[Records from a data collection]
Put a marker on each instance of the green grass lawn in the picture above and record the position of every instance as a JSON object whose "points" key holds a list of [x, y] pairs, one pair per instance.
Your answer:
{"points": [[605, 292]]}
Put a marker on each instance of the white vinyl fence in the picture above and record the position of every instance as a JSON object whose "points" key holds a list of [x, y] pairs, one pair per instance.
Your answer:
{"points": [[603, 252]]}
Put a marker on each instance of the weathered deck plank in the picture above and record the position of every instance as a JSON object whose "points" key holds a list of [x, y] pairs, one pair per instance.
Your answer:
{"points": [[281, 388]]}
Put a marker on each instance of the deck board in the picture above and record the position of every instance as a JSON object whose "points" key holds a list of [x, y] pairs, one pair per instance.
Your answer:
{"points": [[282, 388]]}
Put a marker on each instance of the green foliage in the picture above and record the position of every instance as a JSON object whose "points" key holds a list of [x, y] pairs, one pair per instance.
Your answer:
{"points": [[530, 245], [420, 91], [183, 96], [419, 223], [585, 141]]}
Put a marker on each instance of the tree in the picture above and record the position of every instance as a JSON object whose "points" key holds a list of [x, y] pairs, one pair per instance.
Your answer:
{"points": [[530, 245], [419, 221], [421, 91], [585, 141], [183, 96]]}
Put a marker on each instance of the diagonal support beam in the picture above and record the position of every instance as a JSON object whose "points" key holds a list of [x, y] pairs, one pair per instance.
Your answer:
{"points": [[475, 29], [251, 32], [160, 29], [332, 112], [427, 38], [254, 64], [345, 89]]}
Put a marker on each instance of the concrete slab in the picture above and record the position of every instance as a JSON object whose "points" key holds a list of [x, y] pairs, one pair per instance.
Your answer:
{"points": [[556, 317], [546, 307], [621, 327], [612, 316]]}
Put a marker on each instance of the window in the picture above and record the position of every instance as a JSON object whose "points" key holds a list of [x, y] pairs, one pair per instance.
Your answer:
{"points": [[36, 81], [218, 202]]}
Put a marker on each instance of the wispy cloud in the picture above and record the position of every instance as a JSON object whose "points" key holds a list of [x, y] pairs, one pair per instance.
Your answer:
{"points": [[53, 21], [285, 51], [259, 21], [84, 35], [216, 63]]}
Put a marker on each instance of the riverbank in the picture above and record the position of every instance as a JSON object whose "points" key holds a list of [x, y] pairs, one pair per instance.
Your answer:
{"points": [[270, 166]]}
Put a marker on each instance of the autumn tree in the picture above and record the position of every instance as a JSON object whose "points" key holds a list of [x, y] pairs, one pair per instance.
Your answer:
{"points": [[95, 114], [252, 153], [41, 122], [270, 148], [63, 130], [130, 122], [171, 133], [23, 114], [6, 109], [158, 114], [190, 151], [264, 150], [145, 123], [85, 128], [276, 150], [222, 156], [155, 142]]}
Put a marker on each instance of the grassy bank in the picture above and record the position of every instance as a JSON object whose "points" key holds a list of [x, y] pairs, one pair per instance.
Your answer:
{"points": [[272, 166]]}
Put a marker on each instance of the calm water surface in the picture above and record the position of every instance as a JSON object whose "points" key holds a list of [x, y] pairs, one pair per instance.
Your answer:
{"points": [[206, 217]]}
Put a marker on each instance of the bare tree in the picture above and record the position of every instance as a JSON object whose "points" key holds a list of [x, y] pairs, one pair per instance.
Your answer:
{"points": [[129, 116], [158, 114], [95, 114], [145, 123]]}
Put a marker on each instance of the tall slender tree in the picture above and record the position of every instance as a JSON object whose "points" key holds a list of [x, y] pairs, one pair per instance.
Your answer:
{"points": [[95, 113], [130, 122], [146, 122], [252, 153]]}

• **WHAT IS EXPECTED**
Start with the first line of the data and print every line exactly. The line containing "Put a marker on each instance of the white" is the last one to include.

• **ANSWER TO THE PROBLEM**
Put a marker on each instance of the green grass lawn in the picture above and record the position of every instance as a JSON object whose "points" key holds a list of [x, y] pairs, one pair per instance.
Your answer:
{"points": [[605, 292]]}
Put a marker on each instance of the white vinyl fence in the picture above and record the position of every instance as a JSON object whose "points" key holds a list of [x, y] pairs, one pair per instance.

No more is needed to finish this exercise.